** BEGIN **
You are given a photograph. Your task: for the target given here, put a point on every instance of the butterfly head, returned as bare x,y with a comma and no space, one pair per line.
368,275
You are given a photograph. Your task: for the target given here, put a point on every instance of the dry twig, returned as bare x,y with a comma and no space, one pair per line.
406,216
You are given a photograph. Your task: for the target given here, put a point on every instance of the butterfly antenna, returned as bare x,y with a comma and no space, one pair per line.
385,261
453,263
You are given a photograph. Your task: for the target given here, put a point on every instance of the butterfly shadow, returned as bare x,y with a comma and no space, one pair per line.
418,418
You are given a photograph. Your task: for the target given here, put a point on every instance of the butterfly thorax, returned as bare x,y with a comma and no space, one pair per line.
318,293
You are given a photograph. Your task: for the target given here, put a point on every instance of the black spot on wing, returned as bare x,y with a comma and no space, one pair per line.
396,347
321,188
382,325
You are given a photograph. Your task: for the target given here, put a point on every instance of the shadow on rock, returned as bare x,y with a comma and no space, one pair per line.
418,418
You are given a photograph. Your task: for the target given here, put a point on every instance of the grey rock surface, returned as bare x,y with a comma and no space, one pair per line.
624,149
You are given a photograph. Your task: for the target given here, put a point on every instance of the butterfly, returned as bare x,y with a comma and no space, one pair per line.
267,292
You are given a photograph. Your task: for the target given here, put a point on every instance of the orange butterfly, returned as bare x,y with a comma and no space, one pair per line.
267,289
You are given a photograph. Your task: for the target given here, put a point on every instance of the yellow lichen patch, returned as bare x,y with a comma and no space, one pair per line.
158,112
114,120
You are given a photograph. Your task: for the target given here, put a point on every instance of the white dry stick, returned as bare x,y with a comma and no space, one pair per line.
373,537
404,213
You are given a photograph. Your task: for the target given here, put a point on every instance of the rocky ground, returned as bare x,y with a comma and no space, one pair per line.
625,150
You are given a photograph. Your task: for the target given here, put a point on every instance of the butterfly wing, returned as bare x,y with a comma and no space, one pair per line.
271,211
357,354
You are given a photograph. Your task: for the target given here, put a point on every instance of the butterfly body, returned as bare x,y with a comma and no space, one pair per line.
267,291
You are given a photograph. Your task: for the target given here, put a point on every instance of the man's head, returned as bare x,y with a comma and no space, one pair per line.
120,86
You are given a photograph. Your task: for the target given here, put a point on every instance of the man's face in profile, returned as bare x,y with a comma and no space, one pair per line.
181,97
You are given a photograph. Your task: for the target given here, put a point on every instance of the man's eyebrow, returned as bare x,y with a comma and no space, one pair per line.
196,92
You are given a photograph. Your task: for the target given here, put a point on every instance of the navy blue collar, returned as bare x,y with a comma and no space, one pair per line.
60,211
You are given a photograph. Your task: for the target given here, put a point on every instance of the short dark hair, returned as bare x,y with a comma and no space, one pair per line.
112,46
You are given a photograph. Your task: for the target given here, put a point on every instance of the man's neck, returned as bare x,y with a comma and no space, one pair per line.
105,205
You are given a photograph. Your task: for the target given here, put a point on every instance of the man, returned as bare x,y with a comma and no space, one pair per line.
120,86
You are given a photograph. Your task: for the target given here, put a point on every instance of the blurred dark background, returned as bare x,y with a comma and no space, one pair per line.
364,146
** END **
WORK TO COMPLETE »
Copy everything from the line containing "of the blurred" down through the end of the items, word for word and with nothing changed.

CORRECT RESPONSE »
You are given a photograph. Your task: for the target given here, put a point on every instance of the blurred dark background, returned as bare x,y with a comma and no space, one pair per line.
364,146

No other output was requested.